SOURCE DOCUMENT:
Evolutionary Ecotoxicology

Chief Investigators: Emma Johnston, Bill Ballard, Rob Brooks, Alistair Poore, Ross Hyne
Pollution is a potentially powerful agent of selection acting on aquatic organisms. Evolutionary ecotoxicology is a new research program at UNSW combining quantitative and molecular genetics with field and laboratory-based ecotoxicology.

Pollution tolerant populations of marine invertebrates have been found in highly industrialised ports and harbours such as Port Kembla, NSW pictured on the right (Piola & Johnston 2006a, 2006b).

 
 
Evolutionary ecotoxicology at UNSW examines the response of marine invertebrates to heavy metal contaminants that are common in ports, harbours and marinas. These heavy metals include lead, zinc and copper. Much of our field research is conducted sub-tidally while laboratory selection studies are conducted in marine mesocosms.

TASKS AND EXERCISES:
A: From the evolutionary ecotoxicology page, quote the passage that begins with the words "Pollution tolerant populations" and ends after the words "Johnston 2006a, 2006b).".
B: According to the evolutionary ecotoxicology page, where are the laboratory selection studies conducted?

DATA:

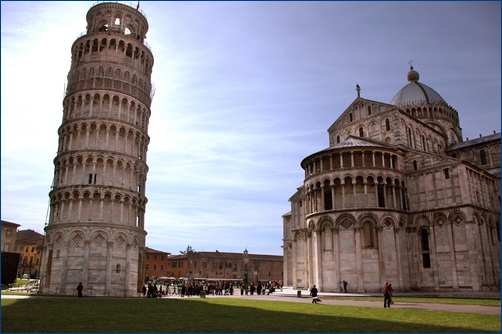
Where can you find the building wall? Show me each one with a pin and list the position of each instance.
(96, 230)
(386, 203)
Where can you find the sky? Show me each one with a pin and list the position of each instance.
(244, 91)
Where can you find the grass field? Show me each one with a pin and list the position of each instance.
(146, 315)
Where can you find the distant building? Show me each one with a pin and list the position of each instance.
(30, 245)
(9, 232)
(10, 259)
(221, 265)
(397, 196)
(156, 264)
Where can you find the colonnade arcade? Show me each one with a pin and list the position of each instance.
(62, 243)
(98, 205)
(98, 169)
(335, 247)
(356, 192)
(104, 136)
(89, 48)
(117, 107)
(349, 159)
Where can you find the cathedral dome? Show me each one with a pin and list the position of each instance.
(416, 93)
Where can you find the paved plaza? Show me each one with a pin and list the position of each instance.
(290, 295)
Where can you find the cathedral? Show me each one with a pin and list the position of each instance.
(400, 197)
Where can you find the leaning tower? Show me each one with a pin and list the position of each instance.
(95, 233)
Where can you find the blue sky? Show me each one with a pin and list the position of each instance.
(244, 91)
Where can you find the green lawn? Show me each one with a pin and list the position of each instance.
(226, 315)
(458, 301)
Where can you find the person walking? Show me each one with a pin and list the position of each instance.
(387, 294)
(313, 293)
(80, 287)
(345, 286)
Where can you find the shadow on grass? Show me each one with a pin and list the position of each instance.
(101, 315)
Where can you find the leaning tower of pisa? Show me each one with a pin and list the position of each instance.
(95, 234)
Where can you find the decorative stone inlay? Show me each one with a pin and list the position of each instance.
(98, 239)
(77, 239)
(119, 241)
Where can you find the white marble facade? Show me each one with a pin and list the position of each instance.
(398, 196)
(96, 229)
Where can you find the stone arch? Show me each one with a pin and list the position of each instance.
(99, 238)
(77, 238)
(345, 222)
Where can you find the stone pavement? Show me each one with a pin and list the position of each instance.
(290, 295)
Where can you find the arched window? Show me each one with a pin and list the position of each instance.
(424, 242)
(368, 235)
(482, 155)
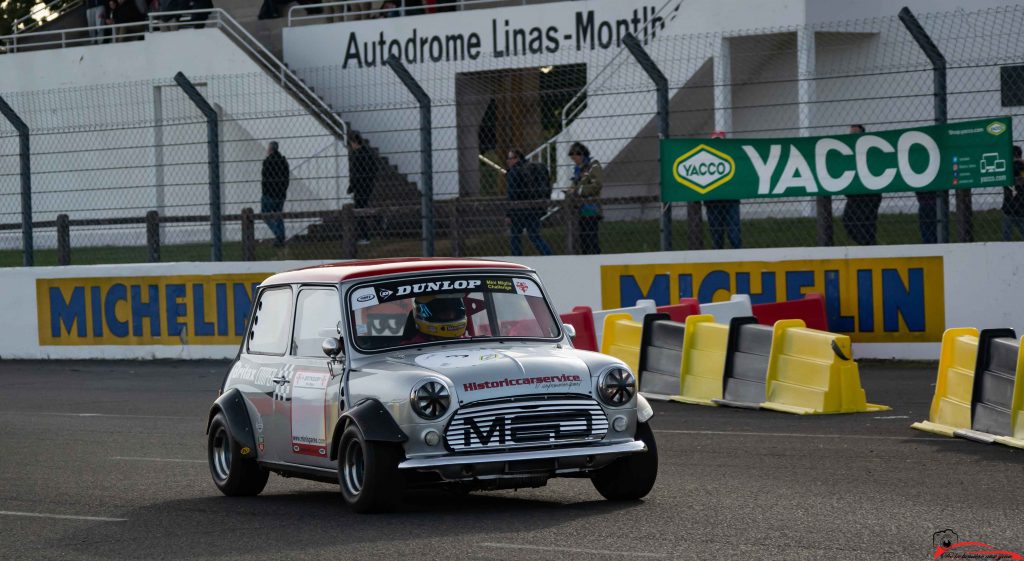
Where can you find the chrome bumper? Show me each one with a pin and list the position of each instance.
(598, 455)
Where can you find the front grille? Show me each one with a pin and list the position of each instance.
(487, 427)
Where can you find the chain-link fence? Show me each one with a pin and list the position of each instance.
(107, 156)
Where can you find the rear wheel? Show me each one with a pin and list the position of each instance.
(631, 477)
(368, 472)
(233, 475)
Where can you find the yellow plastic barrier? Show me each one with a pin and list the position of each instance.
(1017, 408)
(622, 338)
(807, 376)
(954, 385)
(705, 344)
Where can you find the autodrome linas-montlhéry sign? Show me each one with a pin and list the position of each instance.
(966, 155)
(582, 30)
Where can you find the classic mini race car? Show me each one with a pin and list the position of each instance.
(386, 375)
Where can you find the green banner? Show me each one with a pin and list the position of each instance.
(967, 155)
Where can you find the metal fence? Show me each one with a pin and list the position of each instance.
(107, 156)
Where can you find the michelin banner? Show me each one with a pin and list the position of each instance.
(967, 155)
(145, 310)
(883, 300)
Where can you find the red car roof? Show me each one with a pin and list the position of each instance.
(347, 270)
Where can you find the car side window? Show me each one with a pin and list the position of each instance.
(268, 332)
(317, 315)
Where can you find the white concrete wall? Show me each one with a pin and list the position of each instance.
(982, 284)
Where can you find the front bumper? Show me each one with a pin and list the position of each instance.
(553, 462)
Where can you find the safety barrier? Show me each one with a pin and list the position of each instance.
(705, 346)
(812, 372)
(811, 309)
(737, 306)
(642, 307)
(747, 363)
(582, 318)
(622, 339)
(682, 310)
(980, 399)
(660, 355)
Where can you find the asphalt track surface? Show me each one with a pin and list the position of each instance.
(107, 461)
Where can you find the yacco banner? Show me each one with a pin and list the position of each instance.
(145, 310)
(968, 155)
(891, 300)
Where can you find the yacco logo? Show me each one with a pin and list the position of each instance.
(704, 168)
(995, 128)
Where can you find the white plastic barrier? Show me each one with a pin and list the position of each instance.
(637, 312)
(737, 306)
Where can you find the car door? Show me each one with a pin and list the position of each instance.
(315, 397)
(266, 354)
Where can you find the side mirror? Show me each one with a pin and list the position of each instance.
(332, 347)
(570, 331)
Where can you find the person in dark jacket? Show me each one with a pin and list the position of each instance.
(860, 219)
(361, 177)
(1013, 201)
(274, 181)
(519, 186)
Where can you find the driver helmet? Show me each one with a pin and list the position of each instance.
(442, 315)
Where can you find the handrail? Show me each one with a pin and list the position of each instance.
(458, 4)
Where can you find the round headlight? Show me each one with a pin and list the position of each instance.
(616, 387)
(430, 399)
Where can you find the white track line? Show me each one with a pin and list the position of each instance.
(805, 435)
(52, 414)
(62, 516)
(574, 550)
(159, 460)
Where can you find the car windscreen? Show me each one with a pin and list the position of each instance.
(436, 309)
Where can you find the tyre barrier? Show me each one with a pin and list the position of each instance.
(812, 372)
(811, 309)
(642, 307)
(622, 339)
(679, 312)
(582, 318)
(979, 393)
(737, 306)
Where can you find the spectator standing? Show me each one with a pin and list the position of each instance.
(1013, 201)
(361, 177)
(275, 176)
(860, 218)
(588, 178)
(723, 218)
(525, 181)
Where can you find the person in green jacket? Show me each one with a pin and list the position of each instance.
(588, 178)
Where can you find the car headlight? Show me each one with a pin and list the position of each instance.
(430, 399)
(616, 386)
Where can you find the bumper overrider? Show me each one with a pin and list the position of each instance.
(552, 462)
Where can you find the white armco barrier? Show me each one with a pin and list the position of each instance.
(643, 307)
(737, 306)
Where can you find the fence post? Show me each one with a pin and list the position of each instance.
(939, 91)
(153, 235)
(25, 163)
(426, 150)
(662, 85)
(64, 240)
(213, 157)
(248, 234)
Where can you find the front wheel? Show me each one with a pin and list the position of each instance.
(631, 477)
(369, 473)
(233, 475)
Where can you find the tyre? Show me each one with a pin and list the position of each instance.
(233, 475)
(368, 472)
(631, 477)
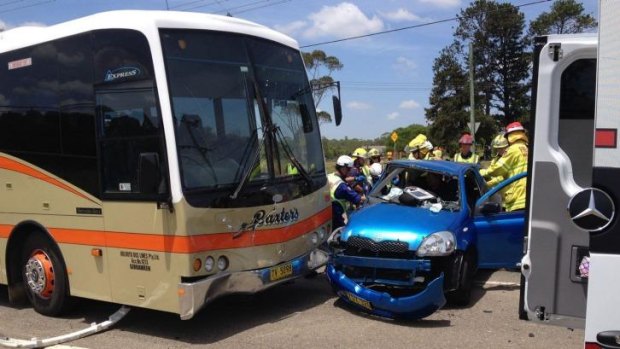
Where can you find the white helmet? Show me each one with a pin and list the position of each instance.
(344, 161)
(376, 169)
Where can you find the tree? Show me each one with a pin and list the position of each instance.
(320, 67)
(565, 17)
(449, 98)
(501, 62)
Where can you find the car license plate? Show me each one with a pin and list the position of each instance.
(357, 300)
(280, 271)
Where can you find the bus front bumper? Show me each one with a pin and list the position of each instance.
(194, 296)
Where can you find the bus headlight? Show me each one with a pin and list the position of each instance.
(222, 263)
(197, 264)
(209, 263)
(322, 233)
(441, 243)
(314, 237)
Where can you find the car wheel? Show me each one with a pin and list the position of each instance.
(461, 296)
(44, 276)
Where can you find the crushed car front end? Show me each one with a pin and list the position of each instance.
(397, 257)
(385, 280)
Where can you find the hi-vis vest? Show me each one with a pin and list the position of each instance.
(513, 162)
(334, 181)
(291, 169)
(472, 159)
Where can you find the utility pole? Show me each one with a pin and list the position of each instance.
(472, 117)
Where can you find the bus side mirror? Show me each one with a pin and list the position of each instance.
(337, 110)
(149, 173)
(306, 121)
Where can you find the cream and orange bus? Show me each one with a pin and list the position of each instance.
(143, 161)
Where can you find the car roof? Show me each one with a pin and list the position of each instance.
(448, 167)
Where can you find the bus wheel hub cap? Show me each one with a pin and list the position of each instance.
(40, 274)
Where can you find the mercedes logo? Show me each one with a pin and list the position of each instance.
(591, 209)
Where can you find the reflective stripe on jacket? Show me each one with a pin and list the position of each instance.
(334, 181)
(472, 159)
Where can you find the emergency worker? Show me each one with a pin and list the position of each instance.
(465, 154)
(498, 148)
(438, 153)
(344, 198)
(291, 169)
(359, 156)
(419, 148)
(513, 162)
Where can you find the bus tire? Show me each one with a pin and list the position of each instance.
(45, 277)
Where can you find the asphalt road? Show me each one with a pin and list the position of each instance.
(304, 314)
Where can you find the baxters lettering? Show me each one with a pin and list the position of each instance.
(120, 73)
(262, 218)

RESULTS:
A:
Pollution tolerant populations of marine invertebrates have been found in highly industrialised ports and harbours such as Port Kembla, NSW pictured on the right (Piola & Johnston 2006a, 2006b).

B: In marine mesocosms.